[SET EXERCISE] Print the items from their start through the line containing "[[[7,36],[7,34],[0,34],[0,36]]]", that line included, copying each line exactly.

Raw records:

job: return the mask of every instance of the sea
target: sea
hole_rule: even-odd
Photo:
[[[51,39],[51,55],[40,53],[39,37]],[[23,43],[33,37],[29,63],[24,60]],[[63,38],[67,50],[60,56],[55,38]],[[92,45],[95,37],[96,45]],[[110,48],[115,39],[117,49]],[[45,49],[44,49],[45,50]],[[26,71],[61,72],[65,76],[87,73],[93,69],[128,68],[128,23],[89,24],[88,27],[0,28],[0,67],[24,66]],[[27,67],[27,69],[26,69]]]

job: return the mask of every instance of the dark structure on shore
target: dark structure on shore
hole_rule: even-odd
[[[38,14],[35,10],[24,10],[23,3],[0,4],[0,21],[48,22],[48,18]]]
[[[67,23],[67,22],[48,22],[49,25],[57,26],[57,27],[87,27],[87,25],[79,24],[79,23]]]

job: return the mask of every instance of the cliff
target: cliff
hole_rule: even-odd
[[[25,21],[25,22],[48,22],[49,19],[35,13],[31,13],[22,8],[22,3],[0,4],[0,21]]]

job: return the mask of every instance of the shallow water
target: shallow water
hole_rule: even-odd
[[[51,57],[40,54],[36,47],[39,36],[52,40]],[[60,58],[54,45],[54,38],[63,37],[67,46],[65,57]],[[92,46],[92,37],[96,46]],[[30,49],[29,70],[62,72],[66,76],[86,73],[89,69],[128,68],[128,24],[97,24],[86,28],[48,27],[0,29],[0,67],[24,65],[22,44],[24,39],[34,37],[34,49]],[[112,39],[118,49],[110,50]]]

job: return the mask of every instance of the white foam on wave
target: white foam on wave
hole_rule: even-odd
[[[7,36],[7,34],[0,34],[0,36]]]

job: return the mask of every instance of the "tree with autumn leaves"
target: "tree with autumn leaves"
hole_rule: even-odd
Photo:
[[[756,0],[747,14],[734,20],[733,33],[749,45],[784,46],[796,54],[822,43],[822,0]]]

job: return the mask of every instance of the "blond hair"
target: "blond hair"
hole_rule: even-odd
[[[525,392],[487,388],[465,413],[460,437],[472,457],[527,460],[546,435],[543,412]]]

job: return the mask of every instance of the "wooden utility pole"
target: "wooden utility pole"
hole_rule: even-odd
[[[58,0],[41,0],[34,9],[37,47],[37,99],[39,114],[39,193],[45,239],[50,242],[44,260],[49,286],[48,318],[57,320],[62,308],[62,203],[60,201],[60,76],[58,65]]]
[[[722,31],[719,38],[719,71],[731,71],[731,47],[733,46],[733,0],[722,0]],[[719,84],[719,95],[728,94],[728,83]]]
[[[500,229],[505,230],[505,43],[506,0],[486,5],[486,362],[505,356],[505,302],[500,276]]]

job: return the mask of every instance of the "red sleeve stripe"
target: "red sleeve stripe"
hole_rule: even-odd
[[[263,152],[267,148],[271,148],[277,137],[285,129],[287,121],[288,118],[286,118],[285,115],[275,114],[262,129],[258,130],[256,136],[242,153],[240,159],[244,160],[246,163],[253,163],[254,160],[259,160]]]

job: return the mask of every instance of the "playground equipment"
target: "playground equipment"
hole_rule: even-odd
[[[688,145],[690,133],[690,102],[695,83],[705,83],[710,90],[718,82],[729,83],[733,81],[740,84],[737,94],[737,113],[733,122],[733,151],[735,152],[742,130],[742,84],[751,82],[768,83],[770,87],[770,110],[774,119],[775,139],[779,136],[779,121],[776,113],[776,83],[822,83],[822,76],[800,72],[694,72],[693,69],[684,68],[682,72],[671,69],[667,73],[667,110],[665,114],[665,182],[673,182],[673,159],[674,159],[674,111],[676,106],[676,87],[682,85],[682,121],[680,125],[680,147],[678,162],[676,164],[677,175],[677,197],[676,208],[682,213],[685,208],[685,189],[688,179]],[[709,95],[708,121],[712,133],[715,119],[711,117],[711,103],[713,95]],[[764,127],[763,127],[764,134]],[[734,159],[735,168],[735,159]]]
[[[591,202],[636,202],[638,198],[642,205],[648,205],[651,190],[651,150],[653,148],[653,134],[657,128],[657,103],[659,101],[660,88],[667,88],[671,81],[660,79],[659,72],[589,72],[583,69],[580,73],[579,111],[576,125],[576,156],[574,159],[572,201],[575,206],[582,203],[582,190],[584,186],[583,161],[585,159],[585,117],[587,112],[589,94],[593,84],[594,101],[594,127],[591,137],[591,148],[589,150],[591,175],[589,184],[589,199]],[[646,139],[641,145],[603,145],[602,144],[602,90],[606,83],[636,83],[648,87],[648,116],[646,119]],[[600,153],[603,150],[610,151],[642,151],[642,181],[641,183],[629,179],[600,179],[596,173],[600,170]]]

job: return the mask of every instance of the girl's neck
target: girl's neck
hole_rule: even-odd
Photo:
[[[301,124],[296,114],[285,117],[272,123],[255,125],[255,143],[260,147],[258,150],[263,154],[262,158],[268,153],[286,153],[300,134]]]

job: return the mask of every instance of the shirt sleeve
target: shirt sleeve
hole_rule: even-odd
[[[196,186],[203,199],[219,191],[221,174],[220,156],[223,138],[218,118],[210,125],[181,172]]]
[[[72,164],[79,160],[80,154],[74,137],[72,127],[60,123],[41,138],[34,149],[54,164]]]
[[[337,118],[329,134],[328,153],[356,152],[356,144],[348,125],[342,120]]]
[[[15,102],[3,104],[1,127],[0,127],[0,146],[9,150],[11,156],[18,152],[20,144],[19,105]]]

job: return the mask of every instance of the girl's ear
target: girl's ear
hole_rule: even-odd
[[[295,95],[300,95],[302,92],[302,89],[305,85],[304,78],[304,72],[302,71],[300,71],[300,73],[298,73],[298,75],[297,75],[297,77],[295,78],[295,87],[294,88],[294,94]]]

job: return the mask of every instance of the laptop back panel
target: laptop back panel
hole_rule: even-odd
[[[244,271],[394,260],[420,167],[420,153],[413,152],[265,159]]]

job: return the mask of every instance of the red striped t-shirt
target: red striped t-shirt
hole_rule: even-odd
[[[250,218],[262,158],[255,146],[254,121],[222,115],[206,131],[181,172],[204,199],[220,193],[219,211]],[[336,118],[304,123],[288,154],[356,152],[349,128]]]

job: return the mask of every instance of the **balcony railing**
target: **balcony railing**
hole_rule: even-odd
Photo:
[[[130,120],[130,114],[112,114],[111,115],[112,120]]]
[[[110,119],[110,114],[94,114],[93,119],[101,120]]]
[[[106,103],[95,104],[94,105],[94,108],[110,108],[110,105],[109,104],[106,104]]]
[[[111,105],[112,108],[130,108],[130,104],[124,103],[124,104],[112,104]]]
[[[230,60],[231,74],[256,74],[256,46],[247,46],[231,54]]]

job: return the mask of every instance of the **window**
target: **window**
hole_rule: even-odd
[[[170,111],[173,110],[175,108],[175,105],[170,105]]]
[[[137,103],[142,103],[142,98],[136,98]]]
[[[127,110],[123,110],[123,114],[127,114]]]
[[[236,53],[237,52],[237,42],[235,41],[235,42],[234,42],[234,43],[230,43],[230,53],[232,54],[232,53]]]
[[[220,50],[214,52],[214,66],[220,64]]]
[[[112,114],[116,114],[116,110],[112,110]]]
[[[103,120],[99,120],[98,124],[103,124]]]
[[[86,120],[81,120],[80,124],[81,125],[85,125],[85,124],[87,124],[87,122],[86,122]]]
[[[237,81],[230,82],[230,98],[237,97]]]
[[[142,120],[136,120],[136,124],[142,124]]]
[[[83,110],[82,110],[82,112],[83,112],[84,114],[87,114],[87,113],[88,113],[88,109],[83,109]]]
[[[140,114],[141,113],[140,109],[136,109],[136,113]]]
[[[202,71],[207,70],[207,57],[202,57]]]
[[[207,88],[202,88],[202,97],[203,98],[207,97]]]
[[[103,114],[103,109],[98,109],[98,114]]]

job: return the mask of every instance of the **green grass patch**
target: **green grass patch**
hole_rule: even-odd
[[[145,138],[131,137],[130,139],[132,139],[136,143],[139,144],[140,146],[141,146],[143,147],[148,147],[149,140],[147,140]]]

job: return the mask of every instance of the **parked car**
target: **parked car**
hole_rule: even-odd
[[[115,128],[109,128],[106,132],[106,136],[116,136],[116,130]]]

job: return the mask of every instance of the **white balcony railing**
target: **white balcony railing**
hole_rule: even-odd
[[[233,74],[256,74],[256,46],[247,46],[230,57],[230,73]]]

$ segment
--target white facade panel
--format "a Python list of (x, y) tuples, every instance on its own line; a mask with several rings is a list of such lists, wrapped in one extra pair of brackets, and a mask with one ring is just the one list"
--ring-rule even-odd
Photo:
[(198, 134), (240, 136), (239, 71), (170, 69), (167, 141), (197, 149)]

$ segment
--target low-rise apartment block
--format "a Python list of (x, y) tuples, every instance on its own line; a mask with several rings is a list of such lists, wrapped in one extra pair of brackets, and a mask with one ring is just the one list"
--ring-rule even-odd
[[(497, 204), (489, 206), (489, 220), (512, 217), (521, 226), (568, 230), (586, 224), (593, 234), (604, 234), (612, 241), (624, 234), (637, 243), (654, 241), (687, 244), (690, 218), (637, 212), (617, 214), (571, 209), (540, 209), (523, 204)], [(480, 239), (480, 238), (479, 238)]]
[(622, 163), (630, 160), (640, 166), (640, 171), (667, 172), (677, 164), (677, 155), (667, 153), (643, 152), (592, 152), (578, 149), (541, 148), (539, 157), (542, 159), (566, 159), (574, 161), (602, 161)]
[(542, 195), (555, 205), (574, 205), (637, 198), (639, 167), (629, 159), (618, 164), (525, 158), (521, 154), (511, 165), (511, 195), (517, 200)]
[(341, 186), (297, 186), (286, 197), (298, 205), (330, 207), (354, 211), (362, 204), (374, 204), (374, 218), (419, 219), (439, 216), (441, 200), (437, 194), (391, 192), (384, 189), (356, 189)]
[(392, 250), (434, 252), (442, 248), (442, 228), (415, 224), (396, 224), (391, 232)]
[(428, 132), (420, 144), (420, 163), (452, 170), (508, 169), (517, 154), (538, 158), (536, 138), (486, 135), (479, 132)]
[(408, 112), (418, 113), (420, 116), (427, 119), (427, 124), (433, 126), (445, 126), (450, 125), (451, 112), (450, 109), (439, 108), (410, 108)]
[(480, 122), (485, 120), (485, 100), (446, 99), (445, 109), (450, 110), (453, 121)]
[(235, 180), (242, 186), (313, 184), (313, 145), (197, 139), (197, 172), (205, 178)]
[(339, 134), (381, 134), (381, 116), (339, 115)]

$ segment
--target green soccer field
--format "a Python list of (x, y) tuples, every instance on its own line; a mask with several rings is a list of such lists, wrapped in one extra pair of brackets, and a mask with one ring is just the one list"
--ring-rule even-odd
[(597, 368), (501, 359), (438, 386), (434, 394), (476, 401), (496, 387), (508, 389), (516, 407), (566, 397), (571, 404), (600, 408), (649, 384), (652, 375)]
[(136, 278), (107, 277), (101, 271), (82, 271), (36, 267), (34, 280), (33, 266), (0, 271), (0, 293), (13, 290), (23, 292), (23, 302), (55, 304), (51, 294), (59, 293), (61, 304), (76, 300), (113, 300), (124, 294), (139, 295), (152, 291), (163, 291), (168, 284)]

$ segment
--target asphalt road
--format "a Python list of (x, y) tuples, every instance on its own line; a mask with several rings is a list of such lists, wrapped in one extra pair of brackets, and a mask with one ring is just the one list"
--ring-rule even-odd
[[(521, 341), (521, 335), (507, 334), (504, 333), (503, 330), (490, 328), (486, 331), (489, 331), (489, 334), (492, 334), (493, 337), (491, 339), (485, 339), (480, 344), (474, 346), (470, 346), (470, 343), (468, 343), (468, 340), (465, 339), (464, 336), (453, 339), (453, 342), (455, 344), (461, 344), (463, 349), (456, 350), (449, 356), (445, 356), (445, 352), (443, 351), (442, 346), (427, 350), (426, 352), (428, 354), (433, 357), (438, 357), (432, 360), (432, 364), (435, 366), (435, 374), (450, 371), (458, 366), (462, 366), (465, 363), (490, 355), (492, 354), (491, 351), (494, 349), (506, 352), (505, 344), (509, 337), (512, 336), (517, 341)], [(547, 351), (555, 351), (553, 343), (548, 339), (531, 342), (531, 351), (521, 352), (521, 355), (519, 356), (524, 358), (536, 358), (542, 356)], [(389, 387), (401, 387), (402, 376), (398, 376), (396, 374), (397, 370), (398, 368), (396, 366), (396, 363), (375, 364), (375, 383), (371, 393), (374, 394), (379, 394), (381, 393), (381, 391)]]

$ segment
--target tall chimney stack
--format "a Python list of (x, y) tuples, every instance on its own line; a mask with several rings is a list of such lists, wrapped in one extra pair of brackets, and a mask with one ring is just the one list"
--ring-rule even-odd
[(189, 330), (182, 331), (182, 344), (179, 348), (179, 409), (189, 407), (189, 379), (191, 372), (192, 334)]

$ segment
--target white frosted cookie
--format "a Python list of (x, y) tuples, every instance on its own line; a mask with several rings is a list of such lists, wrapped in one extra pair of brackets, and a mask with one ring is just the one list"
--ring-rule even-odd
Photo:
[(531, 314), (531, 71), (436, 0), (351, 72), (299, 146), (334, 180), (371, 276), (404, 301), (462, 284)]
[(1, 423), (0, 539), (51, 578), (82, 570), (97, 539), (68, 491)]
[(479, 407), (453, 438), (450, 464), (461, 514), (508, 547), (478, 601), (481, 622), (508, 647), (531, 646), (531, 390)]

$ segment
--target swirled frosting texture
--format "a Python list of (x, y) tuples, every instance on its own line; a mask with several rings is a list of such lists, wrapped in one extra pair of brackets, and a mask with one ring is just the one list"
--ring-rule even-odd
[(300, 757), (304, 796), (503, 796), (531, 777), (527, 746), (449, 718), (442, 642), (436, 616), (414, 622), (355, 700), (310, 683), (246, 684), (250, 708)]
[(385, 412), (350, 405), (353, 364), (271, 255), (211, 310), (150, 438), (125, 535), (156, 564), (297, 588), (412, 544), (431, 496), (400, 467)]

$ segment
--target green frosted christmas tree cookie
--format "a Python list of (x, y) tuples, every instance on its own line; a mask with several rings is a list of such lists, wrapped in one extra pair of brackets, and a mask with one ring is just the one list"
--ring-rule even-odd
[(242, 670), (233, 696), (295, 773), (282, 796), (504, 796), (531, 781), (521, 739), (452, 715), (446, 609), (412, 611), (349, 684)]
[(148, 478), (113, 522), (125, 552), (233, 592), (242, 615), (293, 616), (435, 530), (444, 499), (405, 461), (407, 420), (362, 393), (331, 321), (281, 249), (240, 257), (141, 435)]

[TASK SOLUTION]
job: return the mask of every instance of the sea
target: sea
hole_rule: even-odd
Photo:
[[[51,39],[51,55],[40,53],[39,37]],[[23,43],[33,37],[29,63],[24,60]],[[63,38],[67,50],[60,56],[55,38]],[[92,45],[95,37],[96,45]],[[110,48],[115,39],[117,49]],[[45,49],[44,49],[45,50]],[[26,71],[61,72],[65,76],[87,73],[93,69],[128,68],[128,23],[89,24],[88,27],[0,28],[0,67],[24,66]],[[27,67],[27,69],[26,69]]]

job: return the mask of every instance of the dark structure on shore
target: dark structure on shore
hole_rule: even-odd
[[[38,14],[35,10],[24,10],[23,3],[0,4],[0,21],[48,22],[48,18]]]
[[[67,23],[67,22],[48,22],[49,25],[57,26],[57,27],[87,27],[87,25],[79,24],[79,23]]]

job: return the mask of every instance of the cliff
target: cliff
hole_rule: even-odd
[[[25,21],[25,22],[48,22],[49,19],[35,13],[31,13],[22,8],[22,3],[0,4],[0,21]]]

job: return the mask of every instance of the shallow water
target: shallow water
hole_rule: even-odd
[[[51,57],[40,54],[36,47],[39,36],[52,40]],[[60,58],[54,45],[54,38],[63,37],[67,46],[65,57]],[[92,46],[92,37],[96,46]],[[30,49],[29,70],[62,72],[66,76],[86,73],[89,69],[128,68],[128,24],[97,24],[86,28],[48,27],[0,29],[0,67],[24,65],[22,44],[24,39],[34,37],[34,49]],[[112,39],[118,49],[110,50]]]

job: return the mask of every instance of the white foam on wave
target: white foam on wave
hole_rule: even-odd
[[[7,36],[7,34],[0,34],[0,36]]]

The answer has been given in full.